━━━━━ INFORMATION SUPPLIED ━━━━━

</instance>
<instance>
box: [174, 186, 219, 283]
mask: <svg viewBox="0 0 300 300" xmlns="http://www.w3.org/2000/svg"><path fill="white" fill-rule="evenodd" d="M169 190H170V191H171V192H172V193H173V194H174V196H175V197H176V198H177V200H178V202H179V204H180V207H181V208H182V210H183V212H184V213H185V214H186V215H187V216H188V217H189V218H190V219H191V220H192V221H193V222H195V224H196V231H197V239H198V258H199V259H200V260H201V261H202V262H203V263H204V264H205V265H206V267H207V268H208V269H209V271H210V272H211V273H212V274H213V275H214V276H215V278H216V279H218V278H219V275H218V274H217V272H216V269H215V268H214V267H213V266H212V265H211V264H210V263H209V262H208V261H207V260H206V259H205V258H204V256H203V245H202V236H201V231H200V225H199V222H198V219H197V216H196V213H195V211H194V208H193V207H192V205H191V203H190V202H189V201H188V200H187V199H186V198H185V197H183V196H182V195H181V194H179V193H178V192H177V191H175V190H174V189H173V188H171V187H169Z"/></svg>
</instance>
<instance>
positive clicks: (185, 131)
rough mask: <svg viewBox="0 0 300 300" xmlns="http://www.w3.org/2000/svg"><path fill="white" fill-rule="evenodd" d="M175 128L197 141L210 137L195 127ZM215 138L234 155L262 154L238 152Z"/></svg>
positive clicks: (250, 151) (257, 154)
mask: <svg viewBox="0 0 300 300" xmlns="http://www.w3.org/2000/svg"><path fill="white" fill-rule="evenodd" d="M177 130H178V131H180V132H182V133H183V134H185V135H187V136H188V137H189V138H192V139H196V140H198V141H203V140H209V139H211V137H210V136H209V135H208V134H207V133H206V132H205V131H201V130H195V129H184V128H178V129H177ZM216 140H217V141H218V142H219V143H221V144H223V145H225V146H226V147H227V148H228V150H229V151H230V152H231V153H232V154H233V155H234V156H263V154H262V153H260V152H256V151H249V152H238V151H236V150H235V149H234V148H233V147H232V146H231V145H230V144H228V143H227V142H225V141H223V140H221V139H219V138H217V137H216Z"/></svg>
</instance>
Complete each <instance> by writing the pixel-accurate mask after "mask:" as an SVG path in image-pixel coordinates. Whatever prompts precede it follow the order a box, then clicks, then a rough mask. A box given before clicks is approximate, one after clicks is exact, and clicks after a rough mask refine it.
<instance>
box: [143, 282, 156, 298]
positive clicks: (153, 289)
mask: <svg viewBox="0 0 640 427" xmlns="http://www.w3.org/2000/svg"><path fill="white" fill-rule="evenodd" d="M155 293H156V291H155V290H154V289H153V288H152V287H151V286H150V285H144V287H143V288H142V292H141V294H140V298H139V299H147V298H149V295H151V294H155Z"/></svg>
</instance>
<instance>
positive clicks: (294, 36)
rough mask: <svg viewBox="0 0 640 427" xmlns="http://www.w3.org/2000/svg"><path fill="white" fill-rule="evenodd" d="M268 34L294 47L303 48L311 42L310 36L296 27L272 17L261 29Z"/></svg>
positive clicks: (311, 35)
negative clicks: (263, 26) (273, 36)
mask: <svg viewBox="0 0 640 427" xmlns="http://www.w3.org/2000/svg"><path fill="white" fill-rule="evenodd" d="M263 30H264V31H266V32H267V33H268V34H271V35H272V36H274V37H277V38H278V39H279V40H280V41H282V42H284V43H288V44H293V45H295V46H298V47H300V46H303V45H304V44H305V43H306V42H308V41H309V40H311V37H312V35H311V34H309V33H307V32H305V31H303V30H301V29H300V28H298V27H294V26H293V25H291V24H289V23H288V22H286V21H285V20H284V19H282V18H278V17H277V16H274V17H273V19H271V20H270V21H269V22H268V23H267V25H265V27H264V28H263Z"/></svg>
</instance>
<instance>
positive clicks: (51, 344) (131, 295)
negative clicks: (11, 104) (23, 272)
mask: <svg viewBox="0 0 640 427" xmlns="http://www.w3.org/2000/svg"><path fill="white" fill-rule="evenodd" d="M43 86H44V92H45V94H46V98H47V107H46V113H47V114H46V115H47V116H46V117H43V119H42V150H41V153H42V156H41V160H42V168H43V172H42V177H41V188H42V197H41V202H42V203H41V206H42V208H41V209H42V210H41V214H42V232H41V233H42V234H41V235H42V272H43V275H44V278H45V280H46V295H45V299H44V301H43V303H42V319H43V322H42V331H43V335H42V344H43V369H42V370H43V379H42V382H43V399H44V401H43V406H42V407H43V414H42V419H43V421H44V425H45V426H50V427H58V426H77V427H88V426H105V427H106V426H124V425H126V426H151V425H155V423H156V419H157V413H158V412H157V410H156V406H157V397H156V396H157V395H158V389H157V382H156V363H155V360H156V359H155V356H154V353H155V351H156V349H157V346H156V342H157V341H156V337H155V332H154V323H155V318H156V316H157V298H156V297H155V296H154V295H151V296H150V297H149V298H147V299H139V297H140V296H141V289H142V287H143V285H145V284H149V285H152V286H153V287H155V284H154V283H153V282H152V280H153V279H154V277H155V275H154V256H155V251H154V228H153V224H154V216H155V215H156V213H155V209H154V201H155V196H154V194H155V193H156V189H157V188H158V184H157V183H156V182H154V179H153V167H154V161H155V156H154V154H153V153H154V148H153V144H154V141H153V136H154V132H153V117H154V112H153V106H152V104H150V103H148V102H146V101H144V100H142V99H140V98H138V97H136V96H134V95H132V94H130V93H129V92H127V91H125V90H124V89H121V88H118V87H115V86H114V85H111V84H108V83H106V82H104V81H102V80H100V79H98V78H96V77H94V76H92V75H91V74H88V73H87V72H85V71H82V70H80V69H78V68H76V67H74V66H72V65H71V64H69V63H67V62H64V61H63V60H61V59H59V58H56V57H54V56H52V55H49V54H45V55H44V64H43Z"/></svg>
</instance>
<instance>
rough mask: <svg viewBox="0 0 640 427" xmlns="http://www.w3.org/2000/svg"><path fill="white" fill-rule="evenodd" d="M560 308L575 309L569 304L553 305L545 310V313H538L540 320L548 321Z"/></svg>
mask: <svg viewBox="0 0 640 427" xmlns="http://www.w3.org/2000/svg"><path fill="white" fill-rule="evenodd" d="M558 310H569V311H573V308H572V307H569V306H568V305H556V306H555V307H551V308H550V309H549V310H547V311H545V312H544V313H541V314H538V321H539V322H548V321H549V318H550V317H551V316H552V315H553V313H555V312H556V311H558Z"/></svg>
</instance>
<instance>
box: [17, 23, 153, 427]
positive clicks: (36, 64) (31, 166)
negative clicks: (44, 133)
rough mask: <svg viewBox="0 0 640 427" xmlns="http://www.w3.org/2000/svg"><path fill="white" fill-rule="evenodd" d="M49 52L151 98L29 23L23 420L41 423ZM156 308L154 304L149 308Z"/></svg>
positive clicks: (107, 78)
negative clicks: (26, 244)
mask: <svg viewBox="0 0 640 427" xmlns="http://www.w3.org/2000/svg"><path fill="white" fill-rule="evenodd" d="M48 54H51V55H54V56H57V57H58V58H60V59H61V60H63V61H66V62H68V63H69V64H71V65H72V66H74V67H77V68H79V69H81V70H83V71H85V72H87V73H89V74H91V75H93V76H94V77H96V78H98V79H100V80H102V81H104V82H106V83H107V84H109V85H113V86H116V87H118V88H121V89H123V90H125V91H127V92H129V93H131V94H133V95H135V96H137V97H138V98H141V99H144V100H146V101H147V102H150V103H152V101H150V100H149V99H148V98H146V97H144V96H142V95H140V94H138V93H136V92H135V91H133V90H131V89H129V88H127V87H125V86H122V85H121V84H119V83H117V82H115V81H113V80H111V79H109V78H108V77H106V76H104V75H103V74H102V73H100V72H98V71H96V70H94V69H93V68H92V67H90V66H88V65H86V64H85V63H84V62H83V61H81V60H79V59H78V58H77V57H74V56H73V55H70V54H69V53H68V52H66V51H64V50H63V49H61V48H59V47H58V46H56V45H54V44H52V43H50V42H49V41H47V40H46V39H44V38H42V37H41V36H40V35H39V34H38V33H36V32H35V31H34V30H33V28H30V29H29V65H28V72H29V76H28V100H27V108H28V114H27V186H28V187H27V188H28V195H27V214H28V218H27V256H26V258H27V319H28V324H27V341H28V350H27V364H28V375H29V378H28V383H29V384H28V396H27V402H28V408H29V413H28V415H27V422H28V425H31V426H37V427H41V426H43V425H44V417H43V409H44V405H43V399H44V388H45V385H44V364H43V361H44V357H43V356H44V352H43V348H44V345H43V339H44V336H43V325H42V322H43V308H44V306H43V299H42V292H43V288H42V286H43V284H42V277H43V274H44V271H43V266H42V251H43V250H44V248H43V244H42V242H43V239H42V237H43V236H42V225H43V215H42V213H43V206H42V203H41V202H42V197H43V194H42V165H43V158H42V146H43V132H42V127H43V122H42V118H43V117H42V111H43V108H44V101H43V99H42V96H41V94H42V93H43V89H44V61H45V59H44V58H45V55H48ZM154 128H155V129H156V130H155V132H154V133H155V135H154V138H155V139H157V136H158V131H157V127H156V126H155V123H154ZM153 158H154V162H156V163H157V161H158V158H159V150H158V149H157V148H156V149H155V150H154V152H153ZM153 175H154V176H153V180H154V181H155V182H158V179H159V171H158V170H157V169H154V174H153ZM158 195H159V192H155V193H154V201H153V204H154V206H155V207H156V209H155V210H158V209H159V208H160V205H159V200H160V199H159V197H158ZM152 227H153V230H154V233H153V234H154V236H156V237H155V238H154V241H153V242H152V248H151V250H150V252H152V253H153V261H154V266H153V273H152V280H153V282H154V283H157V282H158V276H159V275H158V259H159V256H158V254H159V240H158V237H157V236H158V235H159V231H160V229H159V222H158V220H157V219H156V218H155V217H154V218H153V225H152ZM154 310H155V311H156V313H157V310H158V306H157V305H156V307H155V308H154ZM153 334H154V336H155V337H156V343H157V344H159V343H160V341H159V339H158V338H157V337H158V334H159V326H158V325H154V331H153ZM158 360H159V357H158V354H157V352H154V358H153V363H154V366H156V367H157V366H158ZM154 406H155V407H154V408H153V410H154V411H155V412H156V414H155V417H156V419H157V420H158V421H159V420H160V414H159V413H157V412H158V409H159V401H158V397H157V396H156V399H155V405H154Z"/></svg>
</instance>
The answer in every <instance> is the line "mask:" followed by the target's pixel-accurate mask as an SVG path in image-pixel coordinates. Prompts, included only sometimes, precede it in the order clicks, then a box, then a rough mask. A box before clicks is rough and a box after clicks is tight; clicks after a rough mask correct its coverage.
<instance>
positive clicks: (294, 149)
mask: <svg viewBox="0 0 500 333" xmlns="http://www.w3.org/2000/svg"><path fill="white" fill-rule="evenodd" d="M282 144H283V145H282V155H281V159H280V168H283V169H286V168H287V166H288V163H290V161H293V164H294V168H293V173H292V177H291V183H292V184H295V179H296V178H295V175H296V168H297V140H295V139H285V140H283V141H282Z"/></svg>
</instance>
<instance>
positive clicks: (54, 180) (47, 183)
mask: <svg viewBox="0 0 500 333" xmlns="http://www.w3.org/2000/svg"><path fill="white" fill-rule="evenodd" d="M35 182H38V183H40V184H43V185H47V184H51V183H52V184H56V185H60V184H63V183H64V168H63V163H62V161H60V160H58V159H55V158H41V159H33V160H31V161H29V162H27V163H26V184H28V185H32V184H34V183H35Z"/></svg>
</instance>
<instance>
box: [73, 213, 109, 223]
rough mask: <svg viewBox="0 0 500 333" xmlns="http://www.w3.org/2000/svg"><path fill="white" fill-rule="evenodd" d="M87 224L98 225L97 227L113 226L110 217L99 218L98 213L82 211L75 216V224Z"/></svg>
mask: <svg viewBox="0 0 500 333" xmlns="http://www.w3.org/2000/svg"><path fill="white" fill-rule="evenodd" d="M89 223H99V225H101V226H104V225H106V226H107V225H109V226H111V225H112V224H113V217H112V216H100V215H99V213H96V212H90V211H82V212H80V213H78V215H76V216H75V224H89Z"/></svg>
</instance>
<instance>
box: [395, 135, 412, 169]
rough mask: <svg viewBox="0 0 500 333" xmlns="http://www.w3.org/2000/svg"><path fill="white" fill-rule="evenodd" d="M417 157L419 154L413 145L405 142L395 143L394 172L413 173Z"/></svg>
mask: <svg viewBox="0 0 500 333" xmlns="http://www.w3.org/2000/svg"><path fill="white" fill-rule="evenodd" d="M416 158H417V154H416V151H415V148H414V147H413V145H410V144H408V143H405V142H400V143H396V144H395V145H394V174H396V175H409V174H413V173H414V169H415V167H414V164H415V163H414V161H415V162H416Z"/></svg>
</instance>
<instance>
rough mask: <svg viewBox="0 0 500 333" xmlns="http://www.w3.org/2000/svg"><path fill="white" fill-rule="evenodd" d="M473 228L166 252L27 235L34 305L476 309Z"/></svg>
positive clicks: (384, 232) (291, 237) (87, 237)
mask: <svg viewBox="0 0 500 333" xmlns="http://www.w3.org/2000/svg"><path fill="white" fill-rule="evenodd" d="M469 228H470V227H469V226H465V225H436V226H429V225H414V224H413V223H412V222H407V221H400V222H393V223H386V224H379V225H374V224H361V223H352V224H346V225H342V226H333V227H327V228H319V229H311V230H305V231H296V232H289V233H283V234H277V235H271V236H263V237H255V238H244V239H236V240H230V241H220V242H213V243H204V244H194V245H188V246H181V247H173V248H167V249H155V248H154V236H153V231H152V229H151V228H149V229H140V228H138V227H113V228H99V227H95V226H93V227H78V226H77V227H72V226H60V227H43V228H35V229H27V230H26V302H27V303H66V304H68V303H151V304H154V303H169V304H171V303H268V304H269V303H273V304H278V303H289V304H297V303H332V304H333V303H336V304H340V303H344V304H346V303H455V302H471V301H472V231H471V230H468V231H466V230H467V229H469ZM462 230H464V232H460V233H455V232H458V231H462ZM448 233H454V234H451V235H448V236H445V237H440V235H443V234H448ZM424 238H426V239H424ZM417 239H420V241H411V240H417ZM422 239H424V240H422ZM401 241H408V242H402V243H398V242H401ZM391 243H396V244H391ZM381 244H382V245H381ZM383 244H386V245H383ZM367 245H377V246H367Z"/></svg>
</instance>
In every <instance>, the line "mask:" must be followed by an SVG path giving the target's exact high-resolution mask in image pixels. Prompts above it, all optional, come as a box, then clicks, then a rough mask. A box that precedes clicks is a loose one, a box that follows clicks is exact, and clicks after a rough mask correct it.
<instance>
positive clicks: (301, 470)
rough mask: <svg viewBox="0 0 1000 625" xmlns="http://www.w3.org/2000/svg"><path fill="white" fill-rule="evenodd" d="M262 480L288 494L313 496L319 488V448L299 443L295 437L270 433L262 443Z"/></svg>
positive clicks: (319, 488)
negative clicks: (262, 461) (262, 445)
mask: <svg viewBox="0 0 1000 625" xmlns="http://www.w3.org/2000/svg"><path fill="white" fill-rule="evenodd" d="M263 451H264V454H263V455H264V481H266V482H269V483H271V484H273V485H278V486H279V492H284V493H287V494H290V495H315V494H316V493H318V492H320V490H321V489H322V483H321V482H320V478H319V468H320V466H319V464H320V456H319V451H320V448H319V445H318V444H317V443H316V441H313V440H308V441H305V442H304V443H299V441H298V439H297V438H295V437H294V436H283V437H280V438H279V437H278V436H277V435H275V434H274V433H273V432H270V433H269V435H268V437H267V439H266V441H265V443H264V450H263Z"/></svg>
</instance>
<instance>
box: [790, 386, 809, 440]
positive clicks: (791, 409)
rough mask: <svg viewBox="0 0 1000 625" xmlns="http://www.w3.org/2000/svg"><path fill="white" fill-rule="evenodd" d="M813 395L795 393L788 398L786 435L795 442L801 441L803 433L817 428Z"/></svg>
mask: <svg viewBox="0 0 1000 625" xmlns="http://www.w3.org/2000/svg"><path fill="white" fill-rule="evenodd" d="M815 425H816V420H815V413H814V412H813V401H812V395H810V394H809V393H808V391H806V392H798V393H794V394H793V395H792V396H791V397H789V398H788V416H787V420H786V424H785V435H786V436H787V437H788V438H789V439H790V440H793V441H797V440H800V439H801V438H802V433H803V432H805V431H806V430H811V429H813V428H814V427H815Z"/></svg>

━━━━━

TASK BRIEF.
The range runs from the line above containing "box: [17, 23, 153, 427]" to the line containing "positive clicks: (107, 78)", inclusive. Restate those lines word for word and no others.

EXERCISE ANSWER.
box: [17, 23, 153, 427]
positive clicks: (36, 64) (31, 166)
negative clicks: (44, 133)
rough mask: <svg viewBox="0 0 640 427" xmlns="http://www.w3.org/2000/svg"><path fill="white" fill-rule="evenodd" d="M49 52L151 98L29 23L23 420L41 423ZM156 308L154 304L149 308Z"/></svg>
positive clicks: (107, 78)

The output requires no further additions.